(Records from a data source)
━━━━━━━━━━
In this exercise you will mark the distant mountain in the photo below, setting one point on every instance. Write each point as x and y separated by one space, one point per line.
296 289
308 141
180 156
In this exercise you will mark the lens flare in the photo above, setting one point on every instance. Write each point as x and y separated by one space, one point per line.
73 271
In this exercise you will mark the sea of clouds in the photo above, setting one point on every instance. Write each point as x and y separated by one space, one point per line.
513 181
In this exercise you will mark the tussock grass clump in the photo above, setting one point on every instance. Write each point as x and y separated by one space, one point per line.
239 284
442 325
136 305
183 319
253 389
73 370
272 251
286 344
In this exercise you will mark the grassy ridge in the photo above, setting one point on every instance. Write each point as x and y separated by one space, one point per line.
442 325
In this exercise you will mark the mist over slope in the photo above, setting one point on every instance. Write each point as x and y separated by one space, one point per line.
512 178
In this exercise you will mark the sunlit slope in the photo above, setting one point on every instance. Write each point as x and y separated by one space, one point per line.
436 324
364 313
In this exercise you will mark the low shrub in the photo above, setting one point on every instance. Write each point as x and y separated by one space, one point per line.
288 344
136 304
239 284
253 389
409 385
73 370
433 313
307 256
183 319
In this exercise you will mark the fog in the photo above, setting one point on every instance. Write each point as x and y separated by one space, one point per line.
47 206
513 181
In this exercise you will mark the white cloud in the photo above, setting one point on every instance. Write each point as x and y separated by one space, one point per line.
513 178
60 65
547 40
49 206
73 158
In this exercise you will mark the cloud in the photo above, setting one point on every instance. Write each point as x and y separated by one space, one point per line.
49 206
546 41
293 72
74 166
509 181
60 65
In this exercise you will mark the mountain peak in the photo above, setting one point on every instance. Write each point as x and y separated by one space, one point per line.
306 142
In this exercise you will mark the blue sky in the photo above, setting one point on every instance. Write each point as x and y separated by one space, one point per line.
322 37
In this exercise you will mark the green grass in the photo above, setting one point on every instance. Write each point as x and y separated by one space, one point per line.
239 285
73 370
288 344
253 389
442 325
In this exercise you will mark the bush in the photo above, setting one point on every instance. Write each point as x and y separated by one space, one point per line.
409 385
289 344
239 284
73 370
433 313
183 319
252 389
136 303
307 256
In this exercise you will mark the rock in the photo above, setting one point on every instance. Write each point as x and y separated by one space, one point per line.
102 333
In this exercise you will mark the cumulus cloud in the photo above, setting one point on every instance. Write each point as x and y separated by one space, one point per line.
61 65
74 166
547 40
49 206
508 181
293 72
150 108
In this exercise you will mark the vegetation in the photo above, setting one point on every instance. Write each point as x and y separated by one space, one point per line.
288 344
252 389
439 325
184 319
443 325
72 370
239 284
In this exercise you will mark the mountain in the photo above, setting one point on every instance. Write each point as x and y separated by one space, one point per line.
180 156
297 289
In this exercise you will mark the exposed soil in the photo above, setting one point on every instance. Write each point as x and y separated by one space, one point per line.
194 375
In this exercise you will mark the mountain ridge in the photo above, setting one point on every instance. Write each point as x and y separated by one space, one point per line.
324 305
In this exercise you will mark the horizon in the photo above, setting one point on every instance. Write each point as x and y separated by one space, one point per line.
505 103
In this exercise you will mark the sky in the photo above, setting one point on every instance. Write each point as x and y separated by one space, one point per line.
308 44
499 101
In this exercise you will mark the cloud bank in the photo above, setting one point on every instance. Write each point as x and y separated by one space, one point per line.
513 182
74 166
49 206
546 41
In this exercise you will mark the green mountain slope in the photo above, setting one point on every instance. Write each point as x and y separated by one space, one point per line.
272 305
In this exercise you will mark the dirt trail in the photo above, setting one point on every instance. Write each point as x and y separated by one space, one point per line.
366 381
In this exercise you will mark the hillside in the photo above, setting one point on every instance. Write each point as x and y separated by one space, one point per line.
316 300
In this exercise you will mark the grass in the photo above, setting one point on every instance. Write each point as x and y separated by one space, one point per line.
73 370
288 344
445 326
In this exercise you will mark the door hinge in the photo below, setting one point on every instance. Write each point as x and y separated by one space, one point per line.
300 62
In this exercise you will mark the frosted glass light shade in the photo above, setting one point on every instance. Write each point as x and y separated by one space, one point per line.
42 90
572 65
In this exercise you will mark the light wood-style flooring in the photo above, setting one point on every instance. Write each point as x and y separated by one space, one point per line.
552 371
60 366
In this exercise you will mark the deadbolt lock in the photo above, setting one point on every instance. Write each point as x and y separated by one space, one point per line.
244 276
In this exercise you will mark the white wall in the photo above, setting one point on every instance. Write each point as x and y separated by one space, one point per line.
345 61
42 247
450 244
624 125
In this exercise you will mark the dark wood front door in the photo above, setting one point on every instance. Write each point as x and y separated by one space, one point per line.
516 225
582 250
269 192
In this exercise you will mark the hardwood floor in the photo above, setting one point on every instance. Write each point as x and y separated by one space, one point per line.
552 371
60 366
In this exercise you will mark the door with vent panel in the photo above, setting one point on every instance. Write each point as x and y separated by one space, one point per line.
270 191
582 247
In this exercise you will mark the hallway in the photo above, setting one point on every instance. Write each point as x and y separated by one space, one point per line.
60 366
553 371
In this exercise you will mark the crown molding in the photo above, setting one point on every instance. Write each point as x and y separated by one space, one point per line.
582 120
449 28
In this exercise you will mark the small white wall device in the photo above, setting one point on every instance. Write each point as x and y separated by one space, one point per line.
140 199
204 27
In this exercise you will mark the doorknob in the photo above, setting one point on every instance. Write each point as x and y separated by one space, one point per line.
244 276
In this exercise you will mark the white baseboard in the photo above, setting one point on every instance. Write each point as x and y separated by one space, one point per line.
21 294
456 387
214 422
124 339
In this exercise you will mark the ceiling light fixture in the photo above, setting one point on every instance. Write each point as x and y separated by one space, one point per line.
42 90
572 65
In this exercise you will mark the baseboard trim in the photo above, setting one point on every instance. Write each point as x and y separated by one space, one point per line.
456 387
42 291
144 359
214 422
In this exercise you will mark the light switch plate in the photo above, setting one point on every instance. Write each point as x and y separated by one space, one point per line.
━━━━━━━━━━
Given request - The listing above should be transcribed in full, exactly as written.

Written response -
In this exercise you will mark the distant mountain in the photo below, setting one point on every instance. Write each point as x and y separated by one space, one point per line.
296 289
308 141
180 156
In this exercise you will mark the lens flare in the photo above, setting one point on every instance. Write each point as x and y separated by one space, one point per line.
73 271
In this exercise you will mark the sea of clouds in the photo above, setting one point on every instance. Write each point as x and y separated by one space, one point per line.
513 181
In this exercise you will mark the tussock grass clump in the photo above, setting one point on every instance. Write each point as x and y separated by one space, one point per line.
239 284
442 325
136 305
183 319
253 389
73 370
272 251
286 344
In this exercise you will mark the grassy ridge in the photo above, setting one point on every instance. Write each point as x and y separated by one space, one point per line.
442 325
In this exercise you will mark the mist over slope in the photo above, setting one point on every instance. Write each point as x and y separated by one space, one point per line.
512 178
In this exercise you will mark the sunlit slope in the photo above, setting one point on every instance. Write each point as x and y separated by one space, one point per line.
436 324
364 313
In this exercise you will mark the low shrub in the photo above, setting one point on every instance. Write each point as x and y separated by one space, one point per line.
288 344
136 304
239 284
253 389
409 385
73 370
433 313
307 256
183 319
In this exercise you will mark the fog in the photo above, setting one point on every instance. Write each point as x and y separated by one space, one point per line.
47 206
513 181
In this exercise you will mark the white cloud in the photo above, setting one point on every instance. Write each point as x and y separated by one space, one point per line.
513 178
60 65
547 40
49 206
73 158
In this exercise you will mark the cloud in the photo above, setting one point on every instance. Write each point as x and y separated by one space, one point per line.
49 206
546 41
293 72
74 166
509 181
60 65
In this exercise you will mark the mountain peak in the photo above, setting one point on every instance. Write each point as x and y separated by one space, one point per line.
306 142
In this exercise you will mark the blue sky in the photo above, setting one point on every instance. Write each point as x and y separated by one space, one point per line.
322 37
In this exercise you will mark the green grass in the photo above, setting one point on every instance. Write each point as x and y separated by one space, one point per line.
239 285
73 370
288 344
253 389
442 325
In this exercise you will mark the bush in the photo above, setting one point on every instance. Write each point as x and y separated by one space, one point per line.
409 385
289 344
239 284
73 370
433 313
183 319
252 389
136 303
307 256
In this exercise you will mark the rock in the photo above, setting one point on every instance. Write each point as x and y separated by one space, one point per line.
102 333
In this exercise you will mark the cumulus cloud in the photo above, setting one point on every instance. Write each point as x and y separated by one space, one point per line.
61 65
74 166
547 40
49 206
508 181
293 72
150 108
In this exercise you will mark the vegetation in the photo above, setting one point on every instance. Write each point as x and y separated by one space, one point per line.
288 344
252 389
439 325
184 319
443 325
72 370
239 284
In this exercise you will mark the mountain in the photo above, setting one point on every instance. Write each point as x and y separated by one space, one point per line.
180 156
297 289
In this exercise you will mark the exposed soil in the photo above, setting one point on every instance. Write each point as x and y separated by one space, one point per line.
194 375
In this exercise you will mark the mountain ridge in the photo above, setting one point on every instance. Write each point as x and y separated by one space, one point per line.
324 305
In this exercise you will mark the horizon in the photo above, setting one point on every instance. Write each point as x and y separated by one space, one point per line.
505 103
In this exercise you will mark the sky in the photo above, setting one point on every instance. Write each point as x and y separated by one space, one point per line.
308 44
499 101
In this exercise you will mark the cloud bank in the photo above, setting one point on every instance. Write each point as x and y separated by one space, one point per line.
513 182
74 166
49 206
546 41
In this exercise you will mark the green mountain slope in the photo above, setting one point on every instance. Write each point as x and y separated by one space, one point per line.
272 305
In this exercise you will mark the dirt trail in the photo above, setting one point on every instance. Write each point as x and y separated by one space, one point per line.
366 381
In this exercise you will mark the hillside in the photo above, setting one point on every instance. Write each point as x and y separated by one space, one point per line.
316 300
In this exercise you will mark the grass in the photo above, setting one point on every instance. Write each point as x and y separated by one space, one point per line.
73 370
288 344
445 326
In this exercise you will mark the door hinge in the photo below, setting one point on every instance. Write each point as x and y separated by one space, one point per line.
300 62
In this exercise you will mark the frosted glass light shade in the photo above, setting one point on every instance. Write each point as x and y separated by one space, one point per line.
42 90
572 65
In this exercise you will mark the light wood-style flooring in the photo above, setting one point on every instance. Write each point as x and y separated by one space, one point per line.
552 371
60 366
In this exercise you will mark the deadbolt lock in the photo above, setting one point on every instance. Write each point as x and y separated by one space, one point per line.
244 276
In this exercise you will mark the white wall in the photo above, setting one point on every instance. Write each point as x and y separated by one space, one point per line.
345 61
42 247
450 244
624 125
In this exercise you will mark the dark wood front door in the photo above, setting one point on every instance. Write each point as x and y separated by one space, one point per line.
516 225
582 250
269 192
In this exercise you will mark the hardwood floor in the photo above, setting one point on every instance. Write each point as x and y separated by one space, one point per line.
552 371
60 366
In this exercise you will mark the door with vent panel in the photo above, setting one point on every instance. Write each point as x and y separated by one space, one point per line.
270 191
582 247
In this exercise you will mark the hallway in the photo above, setting one point on every instance. Write each point as x and y separated by one space, one point per line.
60 366
553 371
In this exercise you will mark the crown molding in the photo above, setting one point on every instance. Write each point as x and y separated by one space, one point per line.
582 120
449 28
In this exercise you will mark the small white wall device in the photo above, setting one point on every instance. Write each point as x and y separated by one space, one point per line.
140 199
204 27
In this exercise you will mark the doorknob in the photo above, setting one point on every instance. Write each point as x and y separated by one space, one point per line.
244 276
In this exercise you will mark the white baseboard in the photo above, setting one point on every instance. Write each point as x and y separated by one space, one point per line.
21 294
456 387
214 422
124 339
In this exercise you will mark the ceiling light fixture in the photo above, setting one point on every instance. Write each point as x and y separated by one space, one point per line.
42 90
572 65
In this exercise you will mark the baseboard trim in the photo above, setting one point on every instance. Write each point as x and y separated by one space, one point per line.
456 387
42 291
144 359
214 422
In this exercise you will mark the light switch plate in the photo above, setting one point on every instance. Write each point as x and y separated by one space, one point per line.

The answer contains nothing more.